_SHORT PROBLEM_
Could you copy every entry below word for word, with nothing changed?

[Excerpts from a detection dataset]
------------

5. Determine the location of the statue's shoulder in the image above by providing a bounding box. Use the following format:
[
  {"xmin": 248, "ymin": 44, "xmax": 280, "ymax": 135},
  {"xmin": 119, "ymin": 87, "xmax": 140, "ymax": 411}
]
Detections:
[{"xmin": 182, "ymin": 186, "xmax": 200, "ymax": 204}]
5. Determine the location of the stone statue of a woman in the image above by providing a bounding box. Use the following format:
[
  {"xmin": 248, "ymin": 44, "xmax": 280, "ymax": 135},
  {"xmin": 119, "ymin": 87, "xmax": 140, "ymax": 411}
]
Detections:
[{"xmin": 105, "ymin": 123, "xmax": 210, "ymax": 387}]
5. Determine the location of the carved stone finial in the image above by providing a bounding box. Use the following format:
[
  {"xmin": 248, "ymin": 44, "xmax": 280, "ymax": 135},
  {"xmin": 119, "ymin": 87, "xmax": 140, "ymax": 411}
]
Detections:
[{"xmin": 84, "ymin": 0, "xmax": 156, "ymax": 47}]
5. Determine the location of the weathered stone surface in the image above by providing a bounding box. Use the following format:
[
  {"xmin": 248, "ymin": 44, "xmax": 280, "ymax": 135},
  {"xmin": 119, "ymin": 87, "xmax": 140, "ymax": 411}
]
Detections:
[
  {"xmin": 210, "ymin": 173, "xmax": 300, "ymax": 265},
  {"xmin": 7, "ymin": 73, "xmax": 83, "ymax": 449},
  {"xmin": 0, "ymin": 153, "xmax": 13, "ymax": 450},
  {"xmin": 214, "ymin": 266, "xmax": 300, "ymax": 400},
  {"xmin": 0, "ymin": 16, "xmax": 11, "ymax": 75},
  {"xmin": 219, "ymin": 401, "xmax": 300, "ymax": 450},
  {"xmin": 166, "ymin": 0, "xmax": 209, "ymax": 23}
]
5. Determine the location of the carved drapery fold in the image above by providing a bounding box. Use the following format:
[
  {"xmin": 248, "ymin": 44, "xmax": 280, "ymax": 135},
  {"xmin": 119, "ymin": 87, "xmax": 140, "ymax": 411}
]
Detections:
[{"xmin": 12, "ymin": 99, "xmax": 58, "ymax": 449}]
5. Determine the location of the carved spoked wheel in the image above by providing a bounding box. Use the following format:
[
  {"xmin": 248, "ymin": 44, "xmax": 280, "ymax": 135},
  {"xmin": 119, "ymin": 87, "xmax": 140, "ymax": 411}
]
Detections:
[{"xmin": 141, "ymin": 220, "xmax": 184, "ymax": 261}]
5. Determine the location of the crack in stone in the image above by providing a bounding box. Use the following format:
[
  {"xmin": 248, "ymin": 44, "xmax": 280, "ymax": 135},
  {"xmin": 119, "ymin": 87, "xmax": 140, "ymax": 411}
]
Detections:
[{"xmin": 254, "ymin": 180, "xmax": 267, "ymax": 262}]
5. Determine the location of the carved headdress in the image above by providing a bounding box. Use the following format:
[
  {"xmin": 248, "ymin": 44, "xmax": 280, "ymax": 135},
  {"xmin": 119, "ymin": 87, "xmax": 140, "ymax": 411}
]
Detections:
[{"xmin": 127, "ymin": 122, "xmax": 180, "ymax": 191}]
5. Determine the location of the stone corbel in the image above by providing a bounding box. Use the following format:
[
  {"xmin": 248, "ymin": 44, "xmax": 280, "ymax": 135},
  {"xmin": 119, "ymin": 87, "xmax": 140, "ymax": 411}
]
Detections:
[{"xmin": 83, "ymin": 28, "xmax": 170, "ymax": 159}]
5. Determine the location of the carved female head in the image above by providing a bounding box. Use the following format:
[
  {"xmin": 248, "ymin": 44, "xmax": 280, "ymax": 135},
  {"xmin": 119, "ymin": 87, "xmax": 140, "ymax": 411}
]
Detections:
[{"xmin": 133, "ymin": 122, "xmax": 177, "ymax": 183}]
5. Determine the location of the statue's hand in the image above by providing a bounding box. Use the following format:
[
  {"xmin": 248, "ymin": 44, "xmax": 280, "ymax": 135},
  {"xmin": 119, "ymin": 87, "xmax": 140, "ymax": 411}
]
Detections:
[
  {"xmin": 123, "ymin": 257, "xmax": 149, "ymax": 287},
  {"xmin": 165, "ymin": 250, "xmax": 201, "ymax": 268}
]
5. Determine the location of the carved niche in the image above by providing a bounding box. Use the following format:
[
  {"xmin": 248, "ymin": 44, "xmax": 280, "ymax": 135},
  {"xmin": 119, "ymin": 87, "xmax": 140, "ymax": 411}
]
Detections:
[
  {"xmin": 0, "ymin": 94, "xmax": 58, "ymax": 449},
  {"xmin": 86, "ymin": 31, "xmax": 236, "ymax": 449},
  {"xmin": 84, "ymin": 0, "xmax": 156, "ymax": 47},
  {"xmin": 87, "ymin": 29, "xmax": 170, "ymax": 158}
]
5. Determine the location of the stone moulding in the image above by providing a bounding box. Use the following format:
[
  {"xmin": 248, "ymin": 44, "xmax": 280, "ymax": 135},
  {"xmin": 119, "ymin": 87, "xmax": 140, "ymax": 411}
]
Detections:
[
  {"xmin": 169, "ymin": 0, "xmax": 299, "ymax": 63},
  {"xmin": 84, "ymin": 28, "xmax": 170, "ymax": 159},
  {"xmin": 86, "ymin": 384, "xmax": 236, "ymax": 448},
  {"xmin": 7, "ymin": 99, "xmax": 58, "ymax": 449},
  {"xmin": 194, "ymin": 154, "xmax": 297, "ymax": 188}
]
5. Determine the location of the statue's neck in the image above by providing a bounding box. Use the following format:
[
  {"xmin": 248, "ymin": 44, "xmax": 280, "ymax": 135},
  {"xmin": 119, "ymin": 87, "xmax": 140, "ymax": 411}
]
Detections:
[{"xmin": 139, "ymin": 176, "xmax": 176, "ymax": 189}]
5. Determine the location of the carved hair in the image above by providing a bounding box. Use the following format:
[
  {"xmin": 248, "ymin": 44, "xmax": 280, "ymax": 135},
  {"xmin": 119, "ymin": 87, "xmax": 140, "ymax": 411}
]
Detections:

------------

_RESULT FOR THIS EXERCISE_
5. Determine the location of the statue's shoulder in the image above by providing a bounding box. Use the following format:
[
  {"xmin": 248, "ymin": 44, "xmax": 280, "ymax": 135},
  {"xmin": 119, "ymin": 87, "xmax": 140, "ymax": 411}
]
Detections:
[{"xmin": 182, "ymin": 186, "xmax": 200, "ymax": 204}]
5. Determine the location of the stone statue of a woman in the image above by providing a bounding box. Use the following format:
[
  {"xmin": 248, "ymin": 44, "xmax": 280, "ymax": 135},
  {"xmin": 119, "ymin": 87, "xmax": 140, "ymax": 411}
]
Detections:
[{"xmin": 105, "ymin": 123, "xmax": 210, "ymax": 387}]
5. Determine the location of the carved stone finial in the image above by providing a bounding box. Use the following format:
[
  {"xmin": 248, "ymin": 44, "xmax": 280, "ymax": 135},
  {"xmin": 119, "ymin": 87, "xmax": 140, "ymax": 411}
]
Detections:
[{"xmin": 84, "ymin": 0, "xmax": 156, "ymax": 47}]
5. Determine the location of the weathered stone surface in the image above by providing a bounding box. Use the following format:
[
  {"xmin": 248, "ymin": 44, "xmax": 280, "ymax": 135},
  {"xmin": 119, "ymin": 87, "xmax": 140, "ymax": 411}
]
Detections:
[
  {"xmin": 210, "ymin": 173, "xmax": 300, "ymax": 265},
  {"xmin": 7, "ymin": 73, "xmax": 83, "ymax": 449},
  {"xmin": 0, "ymin": 153, "xmax": 13, "ymax": 450},
  {"xmin": 214, "ymin": 266, "xmax": 300, "ymax": 400},
  {"xmin": 0, "ymin": 16, "xmax": 11, "ymax": 75},
  {"xmin": 219, "ymin": 401, "xmax": 300, "ymax": 450},
  {"xmin": 166, "ymin": 0, "xmax": 209, "ymax": 23}
]
5. Determine the location of the carved drapery fold in the image above by providing a bounding box. Use the following format:
[
  {"xmin": 248, "ymin": 44, "xmax": 280, "ymax": 135},
  {"xmin": 119, "ymin": 87, "xmax": 140, "ymax": 411}
]
Detections:
[{"xmin": 12, "ymin": 99, "xmax": 58, "ymax": 449}]
5. Determine the location of the carved spoked wheel in the image above by providing a bounding box. Use the following format:
[
  {"xmin": 248, "ymin": 44, "xmax": 280, "ymax": 135},
  {"xmin": 119, "ymin": 87, "xmax": 140, "ymax": 411}
]
Detections:
[{"xmin": 141, "ymin": 220, "xmax": 184, "ymax": 261}]
5. Determine the location of the crack in stone in the image above by providing a bounding box. Use the following format:
[
  {"xmin": 248, "ymin": 44, "xmax": 280, "ymax": 135},
  {"xmin": 119, "ymin": 87, "xmax": 140, "ymax": 411}
]
Detections:
[{"xmin": 254, "ymin": 180, "xmax": 267, "ymax": 262}]
5. Determine the location of the carved headdress in the image above by providing a bounding box. Use the following format:
[
  {"xmin": 248, "ymin": 44, "xmax": 280, "ymax": 135},
  {"xmin": 119, "ymin": 87, "xmax": 140, "ymax": 411}
]
Detections:
[{"xmin": 127, "ymin": 122, "xmax": 180, "ymax": 191}]
5. Determine the location of the stone corbel in the image above by providing a bounding box. Use the following format:
[
  {"xmin": 248, "ymin": 44, "xmax": 280, "ymax": 135},
  {"xmin": 119, "ymin": 87, "xmax": 140, "ymax": 411}
]
Detections:
[{"xmin": 83, "ymin": 28, "xmax": 170, "ymax": 159}]
5. Determine the location of the carved female head in the image above by providing a bounding box. Use the following format:
[
  {"xmin": 248, "ymin": 44, "xmax": 280, "ymax": 135},
  {"xmin": 119, "ymin": 87, "xmax": 140, "ymax": 411}
]
Detections:
[{"xmin": 133, "ymin": 122, "xmax": 177, "ymax": 183}]
5. Determine the location of the statue's hand in the image above by providing a bounding box. Use the following format:
[
  {"xmin": 248, "ymin": 44, "xmax": 280, "ymax": 135},
  {"xmin": 119, "ymin": 87, "xmax": 140, "ymax": 411}
]
Detections:
[
  {"xmin": 123, "ymin": 257, "xmax": 149, "ymax": 287},
  {"xmin": 165, "ymin": 250, "xmax": 201, "ymax": 268}
]
5. Determine the location of the carved niche in the image above by providing a bounding box. Use the following format:
[
  {"xmin": 248, "ymin": 44, "xmax": 280, "ymax": 135},
  {"xmin": 119, "ymin": 87, "xmax": 140, "ymax": 411}
]
Detections:
[
  {"xmin": 0, "ymin": 94, "xmax": 58, "ymax": 449},
  {"xmin": 86, "ymin": 31, "xmax": 236, "ymax": 449},
  {"xmin": 84, "ymin": 0, "xmax": 156, "ymax": 47},
  {"xmin": 87, "ymin": 29, "xmax": 170, "ymax": 158}
]
5. Determine the location of the stone moulding in the image above by providing a bounding box. Use the following format:
[
  {"xmin": 248, "ymin": 44, "xmax": 280, "ymax": 135},
  {"xmin": 119, "ymin": 87, "xmax": 140, "ymax": 411}
]
Detections:
[
  {"xmin": 169, "ymin": 0, "xmax": 299, "ymax": 63},
  {"xmin": 84, "ymin": 28, "xmax": 170, "ymax": 159},
  {"xmin": 86, "ymin": 384, "xmax": 236, "ymax": 448},
  {"xmin": 7, "ymin": 99, "xmax": 58, "ymax": 449},
  {"xmin": 194, "ymin": 154, "xmax": 297, "ymax": 188}
]
5. Determine the location of the statue's neck in the image above by providing a bounding box. Use the following format:
[
  {"xmin": 248, "ymin": 44, "xmax": 280, "ymax": 135},
  {"xmin": 119, "ymin": 87, "xmax": 140, "ymax": 411}
]
Detections:
[{"xmin": 139, "ymin": 176, "xmax": 176, "ymax": 189}]
5. Determine the location of the carved hair in the image above by providing a bounding box. Use the following format:
[
  {"xmin": 248, "ymin": 44, "xmax": 280, "ymax": 135},
  {"xmin": 119, "ymin": 87, "xmax": 140, "ymax": 411}
]
Detections:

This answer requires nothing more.